_Excerto selecionado_:
- - - -
Saber se a sentença recorrida errou no seu julgamento por ter considerado que o Recorrido não exerceu a gerência efectiva da devedora originária e, consequentemente, ter concluído pela sua ilegitimidade no processo de execução fiscal que contra si revertera.

II - Fundamentação

De facto

É a seguinte a decisão da matéria de facto constante da sentença recorrida:

«1. Foi instaurado o processo de execução fiscal n.º 334420….., por dívidas de IRC de 2006 e 2007, cuja devedora originária era a sociedade "G….. Lda.", NIPC 505….. que tinha como objecto cofragens, construção civil e obras públicas;

2. No âmbito do processo referido no ponto anterior o Oponente foi chamado à execução na qualidade de revertido por dívidas da devedora originária de IVA e IRC de 2006 e 2007 com data limite de pagamento em 2010, e coima a ser cobrada no processo de execução nº 33442….. por IVA referente ao período 3º trimestre de 2008 (fl. 18)
- - - -
_Informação fornecida_:
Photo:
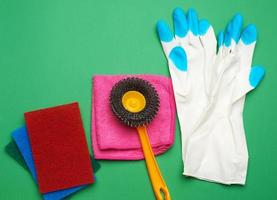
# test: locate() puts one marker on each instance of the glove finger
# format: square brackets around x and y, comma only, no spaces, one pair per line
- - - -
_Trabalho pedido_:
A) Segundo o excerto selecionado, por que motivo a sentença recorrida concluiu pela ilegitimidade do Recorrido no processo de execução fiscal? Responda em uma a três frases.
B) De acordo com o excerto selecionado, qual era o objecto da sociedade devedora originária?

_Resultados do exercício_:
A) A sentença recorrida concluiu pela ilegitimidade do Recorrido porque considerou que ele não exerceu a gerência efectiva da devedora originária.

B) Cofragens, construção civil e obras públicas.